▸ **Task description**
Continue the overview of health literacy and communication below, starting right after its final sentence.

▸ **Text excerpt**
Health Literacy and Communication
Health literacy and communication is the area of health promotion concerned with how people obtain, understand, appraise, and use health information, and with how that information is conveyed by health systems, professionals, and media. It treats the fit between the demands a health system places on people and the skills and resources those people bring as a determinant of health in its own right.
Definition
Health literacy is the degree to which individuals have the capacity to obtain, process, understand, and communicate health information and services needed to make appropriate health decisions; health communication is the study and practice of conveying such information effectively across providers, systems, media, and the public.
Scope
This area orients the reader to the concept of health literacy, the ways it is measured, and the communication practices that make health information usable. Its topics span the assessment of individual and organizational health literacy, plain-language communication, cultural and linguistic factors, digital health literacy, and the evaluation of health information sources. It is a reference and educational overview, not clinical guidance.

▸ **The data**
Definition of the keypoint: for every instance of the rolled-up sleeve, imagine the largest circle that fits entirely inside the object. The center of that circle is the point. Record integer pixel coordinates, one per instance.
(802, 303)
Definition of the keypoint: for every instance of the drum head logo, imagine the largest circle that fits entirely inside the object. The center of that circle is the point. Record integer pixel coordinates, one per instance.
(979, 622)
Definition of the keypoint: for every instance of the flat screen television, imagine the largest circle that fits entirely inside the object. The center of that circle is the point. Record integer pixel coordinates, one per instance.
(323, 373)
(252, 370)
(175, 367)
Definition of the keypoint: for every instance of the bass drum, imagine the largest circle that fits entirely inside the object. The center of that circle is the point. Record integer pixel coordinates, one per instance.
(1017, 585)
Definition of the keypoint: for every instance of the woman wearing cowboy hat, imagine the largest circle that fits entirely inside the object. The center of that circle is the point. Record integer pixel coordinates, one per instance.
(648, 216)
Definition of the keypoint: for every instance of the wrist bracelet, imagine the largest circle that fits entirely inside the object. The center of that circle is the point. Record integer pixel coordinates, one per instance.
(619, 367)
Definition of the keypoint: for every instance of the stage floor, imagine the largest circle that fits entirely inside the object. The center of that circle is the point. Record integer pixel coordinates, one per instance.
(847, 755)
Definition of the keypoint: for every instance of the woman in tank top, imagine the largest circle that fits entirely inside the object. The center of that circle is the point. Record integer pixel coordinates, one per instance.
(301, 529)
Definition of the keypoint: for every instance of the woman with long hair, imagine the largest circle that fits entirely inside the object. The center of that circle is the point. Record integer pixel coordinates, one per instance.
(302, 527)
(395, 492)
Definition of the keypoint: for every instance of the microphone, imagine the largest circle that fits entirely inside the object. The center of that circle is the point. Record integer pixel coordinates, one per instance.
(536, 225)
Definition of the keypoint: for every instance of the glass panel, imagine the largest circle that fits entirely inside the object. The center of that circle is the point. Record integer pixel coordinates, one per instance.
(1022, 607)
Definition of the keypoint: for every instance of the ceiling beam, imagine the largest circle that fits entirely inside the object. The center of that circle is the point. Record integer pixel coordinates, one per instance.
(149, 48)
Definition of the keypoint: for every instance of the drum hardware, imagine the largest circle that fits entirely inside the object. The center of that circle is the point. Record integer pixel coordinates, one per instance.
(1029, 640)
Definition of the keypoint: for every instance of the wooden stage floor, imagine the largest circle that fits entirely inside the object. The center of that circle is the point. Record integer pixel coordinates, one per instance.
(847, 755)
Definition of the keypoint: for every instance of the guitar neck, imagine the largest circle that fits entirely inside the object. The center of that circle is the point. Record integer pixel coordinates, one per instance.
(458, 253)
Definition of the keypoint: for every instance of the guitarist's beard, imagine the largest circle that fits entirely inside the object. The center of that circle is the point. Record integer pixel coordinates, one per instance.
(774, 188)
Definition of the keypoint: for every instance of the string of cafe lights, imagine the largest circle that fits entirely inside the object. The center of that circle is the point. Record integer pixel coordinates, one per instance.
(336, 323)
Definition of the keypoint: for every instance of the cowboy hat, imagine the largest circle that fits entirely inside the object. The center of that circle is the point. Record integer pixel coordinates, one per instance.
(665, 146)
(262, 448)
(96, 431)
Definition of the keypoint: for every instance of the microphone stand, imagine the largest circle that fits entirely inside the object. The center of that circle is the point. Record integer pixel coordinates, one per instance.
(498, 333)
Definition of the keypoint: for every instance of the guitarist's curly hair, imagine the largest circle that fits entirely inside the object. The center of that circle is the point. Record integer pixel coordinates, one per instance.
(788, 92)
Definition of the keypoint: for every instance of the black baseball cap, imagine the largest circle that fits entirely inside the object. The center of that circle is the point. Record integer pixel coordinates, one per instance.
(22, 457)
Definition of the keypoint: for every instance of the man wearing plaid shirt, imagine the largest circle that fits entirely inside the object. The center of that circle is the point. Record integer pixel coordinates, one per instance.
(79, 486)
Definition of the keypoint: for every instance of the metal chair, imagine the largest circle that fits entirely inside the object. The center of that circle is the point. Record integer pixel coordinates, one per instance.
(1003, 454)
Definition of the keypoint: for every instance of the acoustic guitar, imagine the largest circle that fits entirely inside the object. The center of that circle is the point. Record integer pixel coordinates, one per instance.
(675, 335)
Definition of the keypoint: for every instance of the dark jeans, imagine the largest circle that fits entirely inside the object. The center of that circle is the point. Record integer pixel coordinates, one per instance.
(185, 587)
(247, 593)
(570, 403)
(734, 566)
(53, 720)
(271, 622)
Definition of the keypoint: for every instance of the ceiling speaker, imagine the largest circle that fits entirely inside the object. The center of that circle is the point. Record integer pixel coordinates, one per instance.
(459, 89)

▸ **Solved exercise**
Sub-topics
Core questions
- What capacities and system features determine whether people can find, understand, and use health information?
- How is health literacy conceptualized and measured at the individual and organizational levels?
- Which communication practices reduce the gap between the demands of health information and people's skills?
- How do culture, language, and digital media shape access to and appraisal of health information?
Key concepts
- Health literacy as an individual capacity and as a system demand
- Organizational health literacy
- Plain language and readability
- Numeracy and risk communication
- Cultural and linguistic appropriateness
- Digital and eHealth literacy
- Appraisal of information quality
Key theories
- Functional, interactive, and critical health literacy
- Nutbeam distinguishes functional literacy (basic reading and numeracy for health), interactive literacy (skills to extract and apply information in changing circumstances), and critical literacy (the ability to critically analyse information and use it to exert control over life events), framing health literacy as an asset that can be built through education rather than only a risk factor.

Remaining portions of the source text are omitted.